Text.
--

Despite Tunisia's vote for change, enduring miseries drive youth exodus

Tunisia

It only took 10 minutes for Fakher Hmidi to slip out of his house, past the cafes where unemployed men spend their days, and reach the creek through the mud flats where a small boat would ferry him to the migrant ship heading from Tunisia to Italy.

He left late at night, and the first his parents knew of it was the panicked, crying phone call from an Italian mobile number: “Pray for me and forgive me. The boat is sinking and we are dying.”

Hmidi, 18, was one of several people from his Thina district of the eastern city of Sfax among the dozens still unaccounted for in this month’s capsizing off the Italian island of Lampedusa, as ever more Tunisians join the migrant trail to Europe.

His loss, and the continued desire among many young men in Thina to make the same dangerous journey, vividly demonstrate the economic frustration that also drove voters to reject Tunisia’s political elite in recent elections.

Politics andchange

In a parliamentary vote on October 6, the day before Hmidi’s boat sank just short of the Italian coast, no party won even a quarter of seats and many independents were elected instead. On Sunday (October 13), the political outsider Kais Saied was elected president.

In the Hmidis’ modest home, whose purchase was subsidised by the government and on which the family is struggling to meet the repayment schedule, his parents sit torn with grief.

Mokhtar lost his job as a driver two years ago and has not been able to find work since.

Fakher’s mother, Zakia, sells brik, a fried Tunisian egg snack, to bring in a little extra money.

His two elder sisters, Sondes, 29, and Nahed, 24, work in a clothes shop.

Much of the little they had went to Fakher, the family said, because they knew he was tempted by the idea of going to Europe. At night the family would sit on their roof and see the smuggler boats setting off.

--

Data section.
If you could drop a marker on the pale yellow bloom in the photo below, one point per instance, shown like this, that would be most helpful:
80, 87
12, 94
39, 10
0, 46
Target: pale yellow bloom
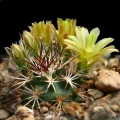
84, 43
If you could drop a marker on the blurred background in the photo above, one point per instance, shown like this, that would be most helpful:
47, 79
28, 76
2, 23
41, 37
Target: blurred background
17, 15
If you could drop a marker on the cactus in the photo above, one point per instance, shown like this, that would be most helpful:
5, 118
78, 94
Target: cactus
49, 61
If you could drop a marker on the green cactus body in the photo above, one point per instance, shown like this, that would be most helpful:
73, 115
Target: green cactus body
49, 62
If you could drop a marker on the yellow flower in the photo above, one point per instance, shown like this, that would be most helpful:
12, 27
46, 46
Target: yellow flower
84, 43
43, 31
65, 27
31, 42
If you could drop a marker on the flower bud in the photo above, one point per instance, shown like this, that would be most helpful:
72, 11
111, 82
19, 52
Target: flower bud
30, 41
65, 28
49, 33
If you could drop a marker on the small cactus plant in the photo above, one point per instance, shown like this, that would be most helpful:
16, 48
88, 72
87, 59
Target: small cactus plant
49, 60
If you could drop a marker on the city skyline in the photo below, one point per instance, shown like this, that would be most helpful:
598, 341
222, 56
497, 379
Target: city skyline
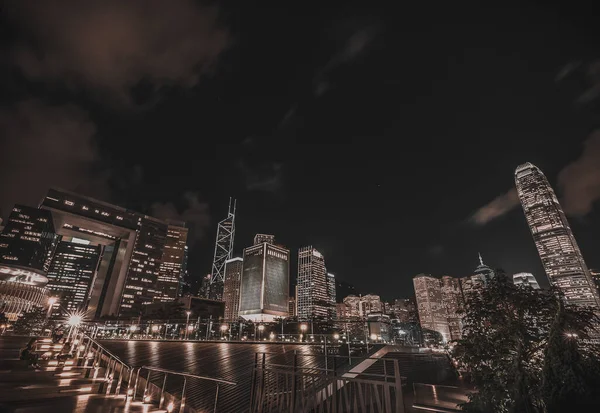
307, 140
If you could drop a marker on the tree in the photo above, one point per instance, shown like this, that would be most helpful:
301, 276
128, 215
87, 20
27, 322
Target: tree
571, 374
508, 333
32, 323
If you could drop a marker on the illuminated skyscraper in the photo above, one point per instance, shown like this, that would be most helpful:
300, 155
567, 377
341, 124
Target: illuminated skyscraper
231, 287
71, 275
525, 278
313, 297
264, 293
453, 301
331, 295
430, 304
170, 271
223, 252
554, 240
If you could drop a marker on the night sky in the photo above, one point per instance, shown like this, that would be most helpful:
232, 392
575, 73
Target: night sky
374, 133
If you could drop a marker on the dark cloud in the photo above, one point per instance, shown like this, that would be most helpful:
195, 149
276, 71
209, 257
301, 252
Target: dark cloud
45, 146
496, 208
112, 47
195, 214
579, 181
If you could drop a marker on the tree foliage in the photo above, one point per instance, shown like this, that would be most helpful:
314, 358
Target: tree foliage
510, 335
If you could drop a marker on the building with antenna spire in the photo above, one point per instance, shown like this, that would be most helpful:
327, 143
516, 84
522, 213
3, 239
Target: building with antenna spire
223, 252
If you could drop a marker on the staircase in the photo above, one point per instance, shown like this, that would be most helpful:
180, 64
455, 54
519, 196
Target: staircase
72, 385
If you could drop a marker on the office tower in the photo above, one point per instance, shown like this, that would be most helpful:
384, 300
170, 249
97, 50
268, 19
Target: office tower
265, 283
231, 287
453, 301
204, 290
525, 278
132, 247
313, 298
28, 240
71, 275
184, 279
292, 307
260, 238
170, 271
405, 310
331, 295
556, 245
343, 289
430, 304
26, 243
361, 306
223, 252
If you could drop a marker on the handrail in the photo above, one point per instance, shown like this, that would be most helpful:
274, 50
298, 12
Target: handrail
179, 373
104, 349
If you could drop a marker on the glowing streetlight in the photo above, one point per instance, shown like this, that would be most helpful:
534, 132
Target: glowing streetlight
187, 323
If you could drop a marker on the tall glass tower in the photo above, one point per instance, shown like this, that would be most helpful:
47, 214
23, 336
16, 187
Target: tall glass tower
556, 245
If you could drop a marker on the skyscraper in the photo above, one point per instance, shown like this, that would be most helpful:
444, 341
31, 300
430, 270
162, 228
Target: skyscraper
313, 298
453, 301
71, 275
554, 240
223, 252
231, 287
132, 244
331, 295
430, 305
26, 245
170, 271
265, 283
525, 278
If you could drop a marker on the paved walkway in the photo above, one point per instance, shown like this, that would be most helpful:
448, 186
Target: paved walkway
52, 388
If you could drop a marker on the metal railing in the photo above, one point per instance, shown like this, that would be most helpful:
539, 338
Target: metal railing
304, 387
92, 356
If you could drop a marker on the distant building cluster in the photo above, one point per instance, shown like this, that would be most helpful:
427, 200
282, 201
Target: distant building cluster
90, 256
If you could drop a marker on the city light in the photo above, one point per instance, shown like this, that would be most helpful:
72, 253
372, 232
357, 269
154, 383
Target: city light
74, 320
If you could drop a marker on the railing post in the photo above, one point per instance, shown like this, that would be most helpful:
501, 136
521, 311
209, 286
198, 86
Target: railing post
162, 392
216, 399
182, 405
118, 389
137, 376
253, 384
146, 386
398, 382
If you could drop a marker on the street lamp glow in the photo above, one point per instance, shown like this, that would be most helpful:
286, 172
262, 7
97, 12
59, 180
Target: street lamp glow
74, 320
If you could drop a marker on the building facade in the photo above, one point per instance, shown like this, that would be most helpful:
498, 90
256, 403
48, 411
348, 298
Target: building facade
264, 293
525, 278
430, 305
71, 275
231, 287
27, 243
132, 244
554, 240
453, 302
313, 296
171, 269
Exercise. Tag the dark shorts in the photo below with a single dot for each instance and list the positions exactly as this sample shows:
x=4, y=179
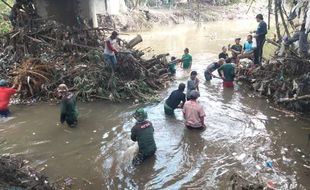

--

Tasks to perform.
1: In the article on Tunisian youth migration, what job did Mokhtar lose two years ago?
2: Name every member of the Hmidi family mentioned by name in the article on Tunisian youth migration.
3: Extend the article on Tunisian youth migration with further paragraphs that pick up after its final sentence.
The rows have no connection to the article on Tunisian youth migration.

Results by task.
1: He lost his job as a driver.

2: Fakher, Mokhtar, Zakia, Sondes, Nahed

3:
More Tunisians taking the perilous journey

A survey by the Arab Barometer, a research network, said a third of all Tunisians, and more than half of young people, were considering emigrating, up by 50 percent since the 2011 revolution.

The aid agency Mercy Corps said last year that a new surge of migration from Tunisia began in 2017, a time when the economy was dipping.

Unemployment is higher among young people than anyone else in Tunisia. In the first round of the presidential election on September 15, and in the parliamentary election, in which voter turnout was low, they also abstained by the highest margin.

When an apparently anti-establishment candidate, Kais Saied, went through to the second round of the presidential election on Sunday, young people backed him overwhelmingly.

But their support for a candidate touting a clear break from normal post-revolutionary politics only underscored their frustration at the direction Tunisia took under past leaders.

On the bare patch of mud by the creek where Fakher Hmidi took the boat, some boys were playing. For them, the migration to Europe is – as it was for Hmidi – a constant background possibility in a country that offers them few other paths.

At the time of Tunisia’s 2011 revolution, they had great hope, Mohkhtar Hmidi said. But economically, things got worse. Fakher found little hope in politics, he said.

An improvement would come too late for the Hmidi family, still waiting nearly two weeks later for confirmation that their only son has drowned.